▶ _Alıntı_:

+++++

ÖZGE YILDIRIM / Birgün
İstanbul’da son dönemlerde kentsel gündemin Kartal ve Küçükçekmece yarışmaları, İstanbul Çevre Planı, Galataport, Vapurlar gibi çeşitli güncel olaylar üzerinden şekillenmesine alışmışken, geçtiğimiz hafta içinde unuttuğumuz bir konuya dikkatler yeniden çekildi.

Kente karşı işlenen ‘kentsel suç’ların ve ona karşı verilen hukuk mücadelelerinin simgesi haline gelen Gökkafes ile ilgili olarak Yargıtay’ın vermiş olduğu karar…

İstanbul’da yaşayanlar olarak gün geçtikçe gözlerimizin alıştığı ve giderek benimsediğimiz bu yapı, 1980’lerde merkezi yönetimin desteğini arkasına alarak ve politik pek çok cambazlıklarla 1990’ların ortasında tamamlandı.

Ülkenin iktisat politikalarındaki değişmelere paralel, İstanbul’da çeşitli operasyonlarla küresel ekonominin ihtiyaç duyduğu kentsel mekanların üretilmesi gündeme geldi. Bir taraftan İstanbul’un kültürel zenginliğini oluşturan yapıları hiçe sayan ve herhangi yasal bağlayıcılığı olmayan planlara dayandırılan altyapı projeleri ilerledi. Diğer yandan eşgüdümlü olarak, “plan benim kafamda” söylemleri ile küresel ekonomiye yönelik ofis alanları, hızla belirlendi. Sonuçta İstanbul Menderes döneminden sonra kentin karşılaştığı en büyük yıkımlarla yeni bir dönüşüm süreci içine girdi.

Tıpkı günümüzde AKP iktidarının ve onun desteğini almış İstanbul Büyükşehir Belediyesinin uygulamalarına benzer bir ortamda hayata geçirilen Gökkafes, ne ilginçtir ki, 19 yy’da Batılı bir yaşama özenilmesi sonucunda yapılan Dolmabahçe Sarayının hemen yanında 1980’lerin küreselleşme furyasına öykünen yönetimlerin bir eseri olarak, tüm tepkilere ve eylemlere rağmen dikildi.

+++++

▶ _Çıkarılan Veriler_:

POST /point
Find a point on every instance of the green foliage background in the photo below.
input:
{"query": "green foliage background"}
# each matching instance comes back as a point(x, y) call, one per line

+++++

▶ _Yazılı Görevler_:
1 – Alıntıya göre Gökkafes hangi yapının hemen yanında dikildi?
2 – Alıntıda "Ülkenin iktisat politikalarındaki" sözlerini içeren ifadeyle açılıp "süreci içine girdi." ile kapanan bölümü olduğu gibi aktarın.

▶ _Çözümlü Cevaplar_:
1 – Dolmabahçe Sarayının hemen yanında dikildi.

2 –
Ülkenin iktisat politikalarındaki değişmelere paralel, İstanbul’da çeşitli operasyonlarla küresel ekonominin ihtiyaç duyduğu kentsel mekanların üretilmesi gündeme geldi. Bir taraftan İstanbul’un kültürel zenginliğini oluşturan yapıları hiçe sayan ve herhangi yasal bağlayıcılığı olmayan planlara dayandırılan altyapı projeleri ilerledi. Diğer yandan eşgüdümlü olarak, “plan benim kafamda” söylemleri ile küresel ekonomiye yönelik ofis alanları, hızla belirlendi. Sonuçta İstanbul Menderes döneminden sonra kentin karşılaştığı en büyük yıkımlarla yeni bir dönüşüm süreci içine girdi.